WHAT TO DO
Copy nothing but the text: repeat each entry exactly and drop the images.

DATA EXTRACT
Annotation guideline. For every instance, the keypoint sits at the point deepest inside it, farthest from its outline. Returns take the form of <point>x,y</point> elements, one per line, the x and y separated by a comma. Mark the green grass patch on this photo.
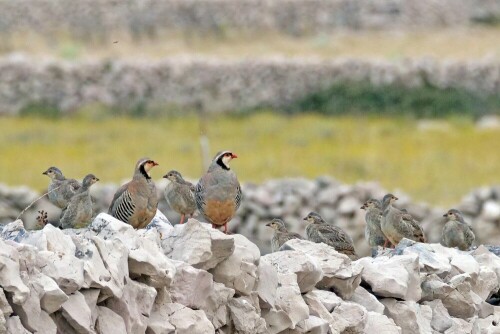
<point>436,164</point>
<point>421,102</point>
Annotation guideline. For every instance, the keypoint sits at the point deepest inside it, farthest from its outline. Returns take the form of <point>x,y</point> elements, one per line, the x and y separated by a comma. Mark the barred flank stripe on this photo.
<point>125,208</point>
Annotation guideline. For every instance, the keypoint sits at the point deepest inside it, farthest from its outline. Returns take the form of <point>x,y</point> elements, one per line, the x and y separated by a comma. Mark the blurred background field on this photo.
<point>435,161</point>
<point>388,91</point>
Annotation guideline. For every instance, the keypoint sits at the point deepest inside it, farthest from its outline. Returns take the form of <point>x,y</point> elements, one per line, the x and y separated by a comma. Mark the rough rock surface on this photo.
<point>110,278</point>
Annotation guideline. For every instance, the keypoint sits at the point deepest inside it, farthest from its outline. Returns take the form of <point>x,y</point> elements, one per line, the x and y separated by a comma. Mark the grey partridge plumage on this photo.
<point>397,224</point>
<point>179,194</point>
<point>320,231</point>
<point>281,234</point>
<point>456,232</point>
<point>60,189</point>
<point>218,192</point>
<point>373,232</point>
<point>135,202</point>
<point>78,213</point>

REPLY
Annotation guideline. For every instance, the keypoint sits at the point deepest inside it, farthest from its outline. Returns take the form of <point>x,y</point> elements, one per line, the x and y separated by a comma. Mark the green grass patch on this photo.
<point>436,164</point>
<point>421,102</point>
Annotation guideline. For every instance, the keypoint sits at the point deepest inside it, farthest from its outline. Returns take the form of <point>x,y</point> elements, one per line, the x and y separated by a comma. Mark the barred flank stripe on this photo.
<point>125,208</point>
Annotation guideline. For every instance, the keypoint sits at the point deepest inside it, farthest from its outline. Returns take the form of <point>x,y</point> elements, one per line, the x and y separated by a comma. Mark the blurred background field on this photo.
<point>435,161</point>
<point>388,91</point>
Annotation guideline. For every instance, the keypoint sits at the point deepest inside it, farthest from its outline. Returns take the form of <point>x,y</point> elements, one per line, the x and y separated by a comma. Mark the rough rock surface on this photo.
<point>110,278</point>
Annotation guideline. For every instance, the keypoint sits at the point deepest inside it, farthest from its outline. Returns take the form of <point>x,y</point> elements, one per line, the x and y separated by a comma. Mark the grey partridge plumage on this photo.
<point>397,224</point>
<point>179,194</point>
<point>320,231</point>
<point>281,234</point>
<point>456,232</point>
<point>60,189</point>
<point>218,192</point>
<point>373,232</point>
<point>135,202</point>
<point>78,213</point>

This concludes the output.